• [任务要求]: 提取下列全部记录中的各行文字并逐字照录，图片不要放入答案。

• [所给数据]:
##############################
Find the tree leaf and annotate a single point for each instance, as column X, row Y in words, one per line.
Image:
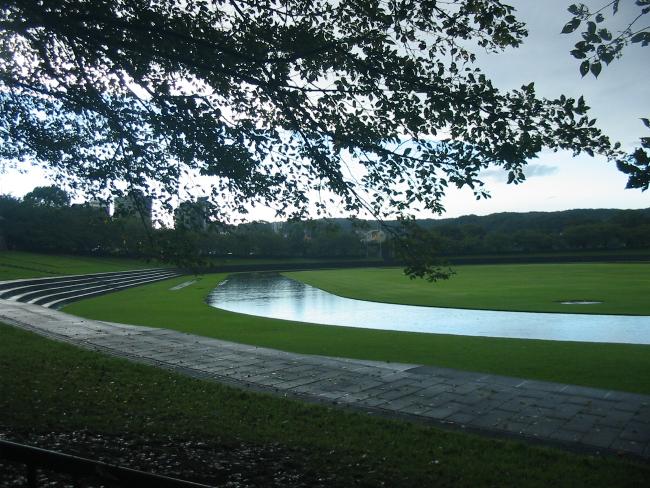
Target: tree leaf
column 571, row 26
column 596, row 69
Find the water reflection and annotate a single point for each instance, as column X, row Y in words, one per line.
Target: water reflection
column 275, row 296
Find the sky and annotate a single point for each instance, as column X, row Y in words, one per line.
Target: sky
column 555, row 181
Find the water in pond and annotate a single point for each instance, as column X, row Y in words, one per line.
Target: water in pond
column 275, row 296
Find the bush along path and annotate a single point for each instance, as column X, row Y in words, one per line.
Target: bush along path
column 560, row 414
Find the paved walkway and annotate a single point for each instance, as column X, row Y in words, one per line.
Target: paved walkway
column 574, row 416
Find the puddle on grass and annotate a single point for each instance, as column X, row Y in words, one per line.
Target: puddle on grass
column 275, row 296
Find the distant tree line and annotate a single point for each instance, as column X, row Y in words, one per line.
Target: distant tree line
column 45, row 221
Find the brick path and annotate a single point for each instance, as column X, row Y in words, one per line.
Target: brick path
column 568, row 415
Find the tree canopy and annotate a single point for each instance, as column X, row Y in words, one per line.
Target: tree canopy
column 48, row 196
column 598, row 46
column 375, row 105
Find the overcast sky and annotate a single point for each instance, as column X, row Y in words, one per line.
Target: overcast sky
column 556, row 181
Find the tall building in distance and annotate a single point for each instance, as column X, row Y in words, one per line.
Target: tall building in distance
column 134, row 205
column 100, row 205
column 192, row 215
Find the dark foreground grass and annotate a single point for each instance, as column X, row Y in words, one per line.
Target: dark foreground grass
column 623, row 288
column 615, row 366
column 16, row 265
column 48, row 386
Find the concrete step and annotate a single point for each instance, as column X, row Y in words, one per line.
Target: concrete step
column 56, row 302
column 57, row 291
column 26, row 294
column 7, row 285
column 45, row 296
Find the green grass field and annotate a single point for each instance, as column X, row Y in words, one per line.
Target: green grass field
column 616, row 366
column 47, row 386
column 17, row 265
column 623, row 288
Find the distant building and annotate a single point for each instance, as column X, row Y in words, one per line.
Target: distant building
column 134, row 205
column 101, row 205
column 374, row 236
column 192, row 215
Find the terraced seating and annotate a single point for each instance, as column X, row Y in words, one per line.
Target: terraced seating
column 56, row 292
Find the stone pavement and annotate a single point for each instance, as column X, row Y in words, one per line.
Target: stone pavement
column 567, row 415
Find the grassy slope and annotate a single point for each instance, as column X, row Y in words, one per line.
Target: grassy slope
column 48, row 386
column 617, row 366
column 16, row 265
column 623, row 288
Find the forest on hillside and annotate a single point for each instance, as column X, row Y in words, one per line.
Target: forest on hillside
column 58, row 227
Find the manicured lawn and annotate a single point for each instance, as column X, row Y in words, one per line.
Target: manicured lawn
column 623, row 288
column 47, row 386
column 616, row 366
column 16, row 265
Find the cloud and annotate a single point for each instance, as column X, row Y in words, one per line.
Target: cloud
column 533, row 170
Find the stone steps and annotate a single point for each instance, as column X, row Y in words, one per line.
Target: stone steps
column 58, row 291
##############################
• [书面作答]:
Find the tree leaf and annotate a single point for each instance, as column X, row Y in words, one per line.
Image:
Target: tree leaf
column 571, row 26
column 596, row 69
Find the water reflection and annotate a single point for each instance, as column X, row Y in words, one per line.
Target: water reflection
column 275, row 296
Find the sky and annotate a single point for each instance, as column X, row Y in words, one per line.
Target: sky
column 555, row 181
Find the water in pond and annotate a single point for each instance, as column X, row Y in words, one per line.
Target: water in pond
column 275, row 296
Find the bush along path and annotate a single point for each instance, as column X, row Y in words, one per line.
Target: bush along path
column 560, row 414
Find the paved walkway and annotate a single point for each instance, as column X, row Y in words, one per line.
Target: paved walkway
column 574, row 416
Find the puddle on grass and annotate a single point for each instance, as column X, row Y in words, one per line.
Target: puddle on grass
column 275, row 296
Find the distant tree line and annotate a single point for each instance, as column X, row Y in words, one per line.
Target: distant tree line
column 45, row 221
Find the brick path and annotate a single point for each instance, as column X, row Y in words, one per line.
Target: brick path
column 568, row 415
Find the tree canopy and annotate a single point for each instance, as column X, row Y in words, one per line.
Target: tree canopy
column 48, row 196
column 598, row 46
column 375, row 105
Find the overcast sky and annotate a single point for each instance, as column X, row Y in words, one per line.
Target: overcast sky
column 556, row 181
Find the tall building in distance and annotate a single point for each instance, as column X, row Y in words, one per line.
Target: tall building in distance
column 134, row 205
column 100, row 205
column 192, row 215
Find the dark foreground grass and annotate a single point for each instance, as column X, row Y in words, one per line.
Target: dark foreground grass
column 623, row 288
column 615, row 366
column 16, row 265
column 48, row 386
Find the concrete step and annotate a single point for each instance, as column X, row Y in words, one per line.
Target: concrete step
column 56, row 302
column 57, row 291
column 26, row 294
column 7, row 285
column 45, row 296
Find the green grass field and annotate a single point for each instance, as column X, row Y in words, one per line.
Target: green grass field
column 616, row 366
column 47, row 386
column 17, row 265
column 623, row 288
Find the distant building and annotate a single point for each instance, as column X, row Y in words, one per line.
Target: distant building
column 134, row 205
column 101, row 205
column 374, row 236
column 192, row 215
Find the terraced seating and annotate a single point for each instance, as column X, row Y in words, one per line.
Target: terraced seating
column 56, row 292
Find the stone pavement and annotate a single point for each instance, as column X, row Y in words, one per line.
Target: stone pavement
column 567, row 415
Find the grassy slope and annotate a single point for each instance, as column X, row Y in words, one per line.
Target: grassy slope
column 48, row 386
column 617, row 366
column 16, row 265
column 623, row 288
Find the forest on hillside and annotate a single point for each instance, as column X, row Y in words, one per line.
Target: forest on hillside
column 58, row 227
Find the manicured lawn and annotate a single point for each instance, as column X, row Y in words, one per line.
Target: manicured lawn
column 623, row 288
column 47, row 386
column 616, row 366
column 16, row 265
Find the cloud and annotate a single point for each instance, as column X, row Y in words, one per line.
Target: cloud
column 533, row 170
Find the stone steps and annotate a single point for each instance, as column X, row Y in words, one per line.
Target: stone steps
column 58, row 291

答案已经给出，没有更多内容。